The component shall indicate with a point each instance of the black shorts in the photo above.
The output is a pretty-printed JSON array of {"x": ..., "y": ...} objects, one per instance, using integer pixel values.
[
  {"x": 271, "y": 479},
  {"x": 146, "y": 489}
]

▶ _Written exercise_: Write out every row above word for word, keeping each one unchanged.

▶ _Response to this task_:
The component shall indicate with a point each instance of the black shorts in the photo above.
The output is a pretty-printed JSON array of {"x": ..., "y": ...} objects, one per instance, using integer pixel values.
[
  {"x": 271, "y": 479},
  {"x": 146, "y": 489}
]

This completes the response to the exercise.